## Input records
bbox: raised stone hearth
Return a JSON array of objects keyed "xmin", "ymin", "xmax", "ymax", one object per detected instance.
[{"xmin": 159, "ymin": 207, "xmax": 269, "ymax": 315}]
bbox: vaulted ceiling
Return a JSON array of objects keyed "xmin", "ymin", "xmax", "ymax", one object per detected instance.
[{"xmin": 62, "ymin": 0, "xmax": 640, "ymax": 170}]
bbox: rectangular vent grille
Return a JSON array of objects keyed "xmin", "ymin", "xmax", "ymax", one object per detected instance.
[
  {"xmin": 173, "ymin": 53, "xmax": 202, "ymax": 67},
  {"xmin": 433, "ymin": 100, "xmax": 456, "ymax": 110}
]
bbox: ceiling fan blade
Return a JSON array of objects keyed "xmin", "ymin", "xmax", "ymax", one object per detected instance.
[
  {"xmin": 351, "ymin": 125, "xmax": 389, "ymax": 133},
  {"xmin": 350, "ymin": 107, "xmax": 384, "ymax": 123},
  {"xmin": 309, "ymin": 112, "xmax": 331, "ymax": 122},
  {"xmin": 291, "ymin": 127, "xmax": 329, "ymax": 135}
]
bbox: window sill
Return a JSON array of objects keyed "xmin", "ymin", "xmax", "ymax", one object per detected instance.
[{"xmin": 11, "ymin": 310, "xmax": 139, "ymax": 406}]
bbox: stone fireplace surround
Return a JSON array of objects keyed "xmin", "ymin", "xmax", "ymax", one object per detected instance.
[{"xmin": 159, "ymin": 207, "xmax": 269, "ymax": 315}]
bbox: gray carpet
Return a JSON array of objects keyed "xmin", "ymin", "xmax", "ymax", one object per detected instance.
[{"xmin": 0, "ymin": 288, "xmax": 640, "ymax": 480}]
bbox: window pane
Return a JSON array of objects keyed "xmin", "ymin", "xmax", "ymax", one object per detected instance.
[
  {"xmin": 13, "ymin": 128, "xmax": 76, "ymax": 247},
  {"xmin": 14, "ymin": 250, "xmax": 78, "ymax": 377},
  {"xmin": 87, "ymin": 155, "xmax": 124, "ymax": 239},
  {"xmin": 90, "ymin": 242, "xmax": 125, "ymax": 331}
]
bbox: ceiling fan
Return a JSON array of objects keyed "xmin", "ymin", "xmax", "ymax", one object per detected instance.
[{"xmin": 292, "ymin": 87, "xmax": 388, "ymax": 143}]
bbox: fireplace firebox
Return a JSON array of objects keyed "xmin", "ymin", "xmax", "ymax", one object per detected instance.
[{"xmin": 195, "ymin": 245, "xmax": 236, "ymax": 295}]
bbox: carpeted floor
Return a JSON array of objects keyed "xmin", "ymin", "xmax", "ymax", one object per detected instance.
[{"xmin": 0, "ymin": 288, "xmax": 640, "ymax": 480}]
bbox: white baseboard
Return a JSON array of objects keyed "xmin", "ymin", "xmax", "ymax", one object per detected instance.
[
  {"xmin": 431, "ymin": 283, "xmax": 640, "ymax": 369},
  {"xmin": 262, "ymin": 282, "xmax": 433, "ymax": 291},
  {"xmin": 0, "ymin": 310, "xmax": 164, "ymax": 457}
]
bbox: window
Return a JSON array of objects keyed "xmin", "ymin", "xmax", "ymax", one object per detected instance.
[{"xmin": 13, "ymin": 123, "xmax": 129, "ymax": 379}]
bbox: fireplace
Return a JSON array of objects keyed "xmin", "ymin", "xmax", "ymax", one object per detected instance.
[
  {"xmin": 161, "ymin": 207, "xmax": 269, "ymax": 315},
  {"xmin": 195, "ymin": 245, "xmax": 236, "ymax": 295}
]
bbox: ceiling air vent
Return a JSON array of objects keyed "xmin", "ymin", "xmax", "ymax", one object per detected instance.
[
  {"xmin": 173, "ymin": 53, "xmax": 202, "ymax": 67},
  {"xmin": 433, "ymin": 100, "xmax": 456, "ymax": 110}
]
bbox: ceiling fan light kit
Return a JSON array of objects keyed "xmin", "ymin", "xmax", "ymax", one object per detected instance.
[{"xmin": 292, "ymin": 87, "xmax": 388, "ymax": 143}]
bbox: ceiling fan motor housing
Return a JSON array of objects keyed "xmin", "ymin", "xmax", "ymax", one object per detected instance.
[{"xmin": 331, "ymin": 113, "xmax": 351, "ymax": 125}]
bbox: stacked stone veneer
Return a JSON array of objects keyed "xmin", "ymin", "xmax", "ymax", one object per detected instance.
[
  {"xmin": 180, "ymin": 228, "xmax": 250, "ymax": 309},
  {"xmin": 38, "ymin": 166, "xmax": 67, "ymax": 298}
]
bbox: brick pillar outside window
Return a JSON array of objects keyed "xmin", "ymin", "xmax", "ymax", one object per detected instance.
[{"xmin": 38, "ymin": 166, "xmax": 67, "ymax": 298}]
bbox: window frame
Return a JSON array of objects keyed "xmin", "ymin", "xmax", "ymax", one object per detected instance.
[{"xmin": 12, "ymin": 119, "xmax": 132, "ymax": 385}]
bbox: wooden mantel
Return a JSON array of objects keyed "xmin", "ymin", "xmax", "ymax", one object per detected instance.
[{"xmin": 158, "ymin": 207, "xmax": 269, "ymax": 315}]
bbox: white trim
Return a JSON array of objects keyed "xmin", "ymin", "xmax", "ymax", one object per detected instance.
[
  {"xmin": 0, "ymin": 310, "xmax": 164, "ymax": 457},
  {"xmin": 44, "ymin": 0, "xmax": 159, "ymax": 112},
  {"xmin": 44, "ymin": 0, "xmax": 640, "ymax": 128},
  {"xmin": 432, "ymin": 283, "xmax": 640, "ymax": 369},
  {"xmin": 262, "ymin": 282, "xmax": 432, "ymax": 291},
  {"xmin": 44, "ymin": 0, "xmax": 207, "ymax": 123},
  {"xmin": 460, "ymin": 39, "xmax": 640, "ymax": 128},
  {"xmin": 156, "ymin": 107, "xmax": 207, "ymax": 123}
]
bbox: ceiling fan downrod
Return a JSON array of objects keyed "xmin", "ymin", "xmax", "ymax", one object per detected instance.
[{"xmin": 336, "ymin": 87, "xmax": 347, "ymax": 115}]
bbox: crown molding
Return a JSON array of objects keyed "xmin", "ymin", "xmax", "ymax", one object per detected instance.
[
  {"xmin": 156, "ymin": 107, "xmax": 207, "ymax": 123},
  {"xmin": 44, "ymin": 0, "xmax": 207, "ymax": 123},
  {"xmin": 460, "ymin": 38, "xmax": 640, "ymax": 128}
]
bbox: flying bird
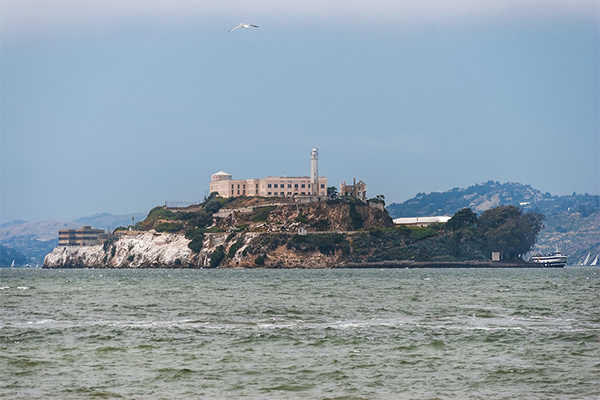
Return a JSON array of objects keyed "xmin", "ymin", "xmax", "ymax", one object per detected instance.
[{"xmin": 228, "ymin": 24, "xmax": 258, "ymax": 32}]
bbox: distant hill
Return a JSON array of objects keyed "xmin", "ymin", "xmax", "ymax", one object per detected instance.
[
  {"xmin": 0, "ymin": 213, "xmax": 147, "ymax": 267},
  {"xmin": 387, "ymin": 181, "xmax": 600, "ymax": 264}
]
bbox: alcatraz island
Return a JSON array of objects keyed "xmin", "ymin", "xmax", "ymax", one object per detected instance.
[{"xmin": 44, "ymin": 148, "xmax": 543, "ymax": 268}]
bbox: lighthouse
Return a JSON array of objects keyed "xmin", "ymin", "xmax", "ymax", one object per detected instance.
[{"xmin": 310, "ymin": 147, "xmax": 319, "ymax": 196}]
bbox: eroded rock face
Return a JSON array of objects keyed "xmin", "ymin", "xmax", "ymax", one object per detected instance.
[
  {"xmin": 44, "ymin": 232, "xmax": 339, "ymax": 268},
  {"xmin": 44, "ymin": 232, "xmax": 198, "ymax": 268},
  {"xmin": 44, "ymin": 201, "xmax": 392, "ymax": 268}
]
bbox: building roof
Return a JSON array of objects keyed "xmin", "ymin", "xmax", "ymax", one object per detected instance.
[{"xmin": 394, "ymin": 215, "xmax": 452, "ymax": 225}]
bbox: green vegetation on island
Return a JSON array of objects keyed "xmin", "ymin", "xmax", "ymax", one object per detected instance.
[{"xmin": 115, "ymin": 194, "xmax": 543, "ymax": 267}]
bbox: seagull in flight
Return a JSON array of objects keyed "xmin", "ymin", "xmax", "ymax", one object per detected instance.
[{"xmin": 228, "ymin": 24, "xmax": 258, "ymax": 32}]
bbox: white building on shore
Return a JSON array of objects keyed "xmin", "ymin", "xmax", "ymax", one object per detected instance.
[{"xmin": 210, "ymin": 148, "xmax": 327, "ymax": 198}]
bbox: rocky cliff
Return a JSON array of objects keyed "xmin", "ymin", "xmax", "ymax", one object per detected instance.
[{"xmin": 44, "ymin": 199, "xmax": 392, "ymax": 268}]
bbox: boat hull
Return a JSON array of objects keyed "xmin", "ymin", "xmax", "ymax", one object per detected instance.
[{"xmin": 529, "ymin": 253, "xmax": 567, "ymax": 268}]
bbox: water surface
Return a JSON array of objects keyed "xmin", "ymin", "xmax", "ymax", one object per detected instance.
[{"xmin": 0, "ymin": 268, "xmax": 600, "ymax": 399}]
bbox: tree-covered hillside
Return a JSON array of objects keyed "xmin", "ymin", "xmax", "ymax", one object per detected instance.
[{"xmin": 387, "ymin": 181, "xmax": 600, "ymax": 264}]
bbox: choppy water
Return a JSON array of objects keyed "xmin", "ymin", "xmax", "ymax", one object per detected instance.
[{"xmin": 0, "ymin": 268, "xmax": 600, "ymax": 399}]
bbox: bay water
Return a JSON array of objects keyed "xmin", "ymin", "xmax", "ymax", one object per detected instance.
[{"xmin": 0, "ymin": 267, "xmax": 600, "ymax": 399}]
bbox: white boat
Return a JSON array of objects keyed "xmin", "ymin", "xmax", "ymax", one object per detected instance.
[
  {"xmin": 581, "ymin": 251, "xmax": 592, "ymax": 265},
  {"xmin": 529, "ymin": 251, "xmax": 567, "ymax": 267}
]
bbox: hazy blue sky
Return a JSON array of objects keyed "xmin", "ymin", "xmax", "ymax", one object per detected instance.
[{"xmin": 0, "ymin": 0, "xmax": 600, "ymax": 222}]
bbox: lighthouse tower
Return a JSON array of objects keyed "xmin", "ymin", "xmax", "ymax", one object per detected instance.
[{"xmin": 310, "ymin": 147, "xmax": 319, "ymax": 196}]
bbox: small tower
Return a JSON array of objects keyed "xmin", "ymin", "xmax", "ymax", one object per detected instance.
[{"xmin": 310, "ymin": 147, "xmax": 319, "ymax": 196}]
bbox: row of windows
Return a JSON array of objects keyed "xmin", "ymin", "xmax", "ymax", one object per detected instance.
[{"xmin": 266, "ymin": 183, "xmax": 325, "ymax": 189}]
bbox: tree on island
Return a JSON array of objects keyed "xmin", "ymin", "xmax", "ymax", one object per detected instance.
[
  {"xmin": 477, "ymin": 206, "xmax": 544, "ymax": 261},
  {"xmin": 446, "ymin": 208, "xmax": 477, "ymax": 231}
]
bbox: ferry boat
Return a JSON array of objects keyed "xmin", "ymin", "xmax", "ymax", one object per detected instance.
[{"xmin": 529, "ymin": 251, "xmax": 567, "ymax": 268}]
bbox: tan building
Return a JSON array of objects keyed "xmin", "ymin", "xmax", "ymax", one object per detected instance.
[
  {"xmin": 58, "ymin": 226, "xmax": 108, "ymax": 246},
  {"xmin": 210, "ymin": 171, "xmax": 327, "ymax": 198},
  {"xmin": 210, "ymin": 148, "xmax": 327, "ymax": 198},
  {"xmin": 340, "ymin": 178, "xmax": 367, "ymax": 201}
]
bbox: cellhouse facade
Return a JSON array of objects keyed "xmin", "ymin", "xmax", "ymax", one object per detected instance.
[{"xmin": 210, "ymin": 148, "xmax": 327, "ymax": 198}]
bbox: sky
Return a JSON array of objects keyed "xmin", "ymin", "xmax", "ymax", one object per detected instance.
[{"xmin": 0, "ymin": 0, "xmax": 600, "ymax": 223}]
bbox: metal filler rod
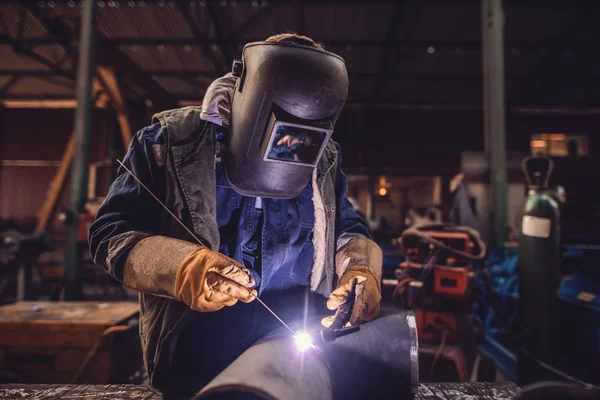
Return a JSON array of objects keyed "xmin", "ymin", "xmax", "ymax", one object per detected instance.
[{"xmin": 117, "ymin": 159, "xmax": 296, "ymax": 336}]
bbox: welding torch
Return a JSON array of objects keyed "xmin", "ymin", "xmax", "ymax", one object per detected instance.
[{"xmin": 295, "ymin": 278, "xmax": 364, "ymax": 351}]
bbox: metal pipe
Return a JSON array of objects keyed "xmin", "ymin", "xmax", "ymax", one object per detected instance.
[
  {"xmin": 481, "ymin": 0, "xmax": 507, "ymax": 245},
  {"xmin": 195, "ymin": 310, "xmax": 419, "ymax": 400},
  {"xmin": 65, "ymin": 0, "xmax": 96, "ymax": 300}
]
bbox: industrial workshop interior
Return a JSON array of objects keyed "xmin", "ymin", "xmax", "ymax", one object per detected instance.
[{"xmin": 0, "ymin": 0, "xmax": 600, "ymax": 400}]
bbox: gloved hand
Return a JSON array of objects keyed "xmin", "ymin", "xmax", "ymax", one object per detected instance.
[
  {"xmin": 175, "ymin": 248, "xmax": 256, "ymax": 312},
  {"xmin": 321, "ymin": 266, "xmax": 381, "ymax": 328}
]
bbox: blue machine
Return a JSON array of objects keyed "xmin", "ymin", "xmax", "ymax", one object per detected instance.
[{"xmin": 472, "ymin": 244, "xmax": 600, "ymax": 384}]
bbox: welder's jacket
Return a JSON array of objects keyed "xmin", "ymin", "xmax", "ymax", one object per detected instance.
[{"xmin": 89, "ymin": 76, "xmax": 381, "ymax": 389}]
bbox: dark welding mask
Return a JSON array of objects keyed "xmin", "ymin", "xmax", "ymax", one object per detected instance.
[{"xmin": 223, "ymin": 42, "xmax": 348, "ymax": 198}]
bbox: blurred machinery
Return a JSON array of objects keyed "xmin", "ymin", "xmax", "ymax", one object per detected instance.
[
  {"xmin": 473, "ymin": 156, "xmax": 600, "ymax": 385},
  {"xmin": 392, "ymin": 224, "xmax": 486, "ymax": 381},
  {"xmin": 0, "ymin": 230, "xmax": 54, "ymax": 303}
]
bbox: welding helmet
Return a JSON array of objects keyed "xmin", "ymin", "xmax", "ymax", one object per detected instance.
[{"xmin": 223, "ymin": 42, "xmax": 348, "ymax": 198}]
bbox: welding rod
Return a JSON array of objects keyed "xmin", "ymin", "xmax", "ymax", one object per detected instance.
[{"xmin": 117, "ymin": 159, "xmax": 296, "ymax": 335}]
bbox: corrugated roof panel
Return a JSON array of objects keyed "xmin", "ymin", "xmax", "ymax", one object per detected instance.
[
  {"xmin": 324, "ymin": 42, "xmax": 382, "ymax": 74},
  {"xmin": 412, "ymin": 4, "xmax": 481, "ymax": 41},
  {"xmin": 98, "ymin": 1, "xmax": 194, "ymax": 39},
  {"xmin": 304, "ymin": 2, "xmax": 394, "ymax": 42},
  {"xmin": 119, "ymin": 46, "xmax": 214, "ymax": 70},
  {"xmin": 7, "ymin": 77, "xmax": 75, "ymax": 97},
  {"xmin": 29, "ymin": 43, "xmax": 77, "ymax": 70},
  {"xmin": 505, "ymin": 3, "xmax": 584, "ymax": 41},
  {"xmin": 395, "ymin": 47, "xmax": 482, "ymax": 74},
  {"xmin": 0, "ymin": 4, "xmax": 47, "ymax": 38},
  {"xmin": 158, "ymin": 77, "xmax": 206, "ymax": 99},
  {"xmin": 232, "ymin": 2, "xmax": 296, "ymax": 39},
  {"xmin": 0, "ymin": 45, "xmax": 49, "ymax": 71},
  {"xmin": 207, "ymin": 1, "xmax": 262, "ymax": 38}
]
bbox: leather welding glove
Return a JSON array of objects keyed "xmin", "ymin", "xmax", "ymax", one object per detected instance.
[
  {"xmin": 123, "ymin": 235, "xmax": 256, "ymax": 312},
  {"xmin": 321, "ymin": 266, "xmax": 381, "ymax": 328},
  {"xmin": 175, "ymin": 248, "xmax": 256, "ymax": 312}
]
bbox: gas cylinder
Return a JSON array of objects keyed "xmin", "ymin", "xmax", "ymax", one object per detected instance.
[{"xmin": 517, "ymin": 156, "xmax": 562, "ymax": 386}]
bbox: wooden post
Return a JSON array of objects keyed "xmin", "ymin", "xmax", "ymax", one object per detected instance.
[
  {"xmin": 481, "ymin": 0, "xmax": 507, "ymax": 246},
  {"xmin": 36, "ymin": 133, "xmax": 75, "ymax": 233},
  {"xmin": 97, "ymin": 66, "xmax": 133, "ymax": 148},
  {"xmin": 65, "ymin": 0, "xmax": 96, "ymax": 301}
]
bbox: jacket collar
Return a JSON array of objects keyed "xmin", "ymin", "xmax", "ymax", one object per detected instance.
[{"xmin": 200, "ymin": 73, "xmax": 238, "ymax": 128}]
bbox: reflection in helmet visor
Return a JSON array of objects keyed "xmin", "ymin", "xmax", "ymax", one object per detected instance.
[{"xmin": 266, "ymin": 123, "xmax": 329, "ymax": 165}]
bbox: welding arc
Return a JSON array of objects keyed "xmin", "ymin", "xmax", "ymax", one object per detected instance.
[{"xmin": 117, "ymin": 159, "xmax": 296, "ymax": 336}]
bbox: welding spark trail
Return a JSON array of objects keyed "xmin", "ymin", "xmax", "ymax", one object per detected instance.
[{"xmin": 117, "ymin": 160, "xmax": 296, "ymax": 336}]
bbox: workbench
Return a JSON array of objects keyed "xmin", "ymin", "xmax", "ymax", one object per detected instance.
[
  {"xmin": 0, "ymin": 382, "xmax": 519, "ymax": 400},
  {"xmin": 0, "ymin": 301, "xmax": 142, "ymax": 382}
]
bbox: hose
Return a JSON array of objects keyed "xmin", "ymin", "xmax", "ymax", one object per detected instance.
[{"xmin": 402, "ymin": 224, "xmax": 486, "ymax": 261}]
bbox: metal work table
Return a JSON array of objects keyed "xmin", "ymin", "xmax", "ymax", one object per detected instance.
[{"xmin": 0, "ymin": 382, "xmax": 519, "ymax": 400}]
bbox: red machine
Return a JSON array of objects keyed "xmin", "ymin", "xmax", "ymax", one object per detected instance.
[{"xmin": 393, "ymin": 225, "xmax": 485, "ymax": 341}]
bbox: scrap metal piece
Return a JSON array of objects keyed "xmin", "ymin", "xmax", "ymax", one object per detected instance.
[{"xmin": 195, "ymin": 309, "xmax": 418, "ymax": 400}]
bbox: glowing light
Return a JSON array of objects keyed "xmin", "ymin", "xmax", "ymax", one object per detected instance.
[{"xmin": 294, "ymin": 332, "xmax": 312, "ymax": 351}]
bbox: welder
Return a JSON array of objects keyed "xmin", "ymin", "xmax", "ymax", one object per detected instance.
[{"xmin": 89, "ymin": 33, "xmax": 382, "ymax": 399}]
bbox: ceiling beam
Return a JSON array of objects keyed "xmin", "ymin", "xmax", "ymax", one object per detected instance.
[
  {"xmin": 506, "ymin": 8, "xmax": 597, "ymax": 104},
  {"xmin": 0, "ymin": 75, "xmax": 21, "ymax": 97},
  {"xmin": 206, "ymin": 1, "xmax": 233, "ymax": 72},
  {"xmin": 371, "ymin": 3, "xmax": 425, "ymax": 103},
  {"xmin": 177, "ymin": 3, "xmax": 229, "ymax": 71},
  {"xmin": 0, "ymin": 36, "xmax": 600, "ymax": 52},
  {"xmin": 0, "ymin": 35, "xmax": 75, "ymax": 81},
  {"xmin": 0, "ymin": 69, "xmax": 600, "ymax": 87},
  {"xmin": 29, "ymin": 4, "xmax": 178, "ymax": 109}
]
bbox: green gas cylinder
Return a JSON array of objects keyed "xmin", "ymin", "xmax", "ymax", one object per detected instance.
[{"xmin": 517, "ymin": 156, "xmax": 561, "ymax": 386}]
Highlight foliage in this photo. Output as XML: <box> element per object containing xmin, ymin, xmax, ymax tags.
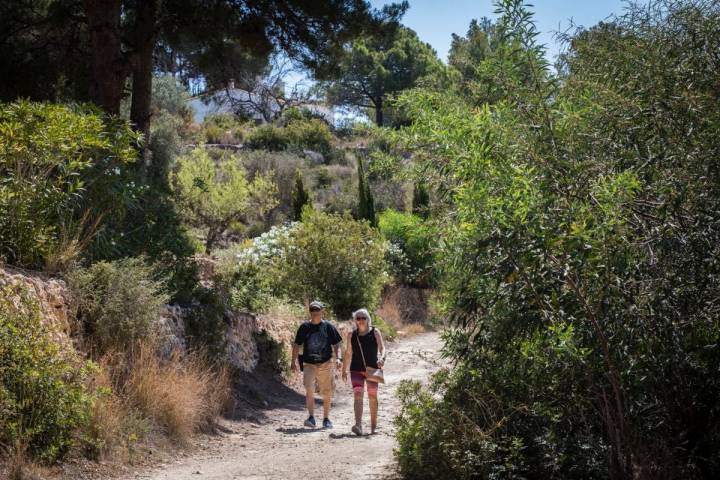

## Set task
Scale everything from the line that contains "bbox: green gas cylinder" down to the end of the lines, and give those lines again with their requests, multiplying each bounding-box coordinate in the answers by 0.9 and rounding to whole numbers, with halves rounded up. Leave the pictures out.

## Finished task
bbox: green gas cylinder
Return a JSON array of objects keyed "xmin", "ymin", "xmax", "ymax", one object per detected instance.
[{"xmin": 465, "ymin": 140, "xmax": 505, "ymax": 347}]
Highlight foliage in this photo. Output as XML: <box> element per object containing xmin, ymin, xmax, ymax tags.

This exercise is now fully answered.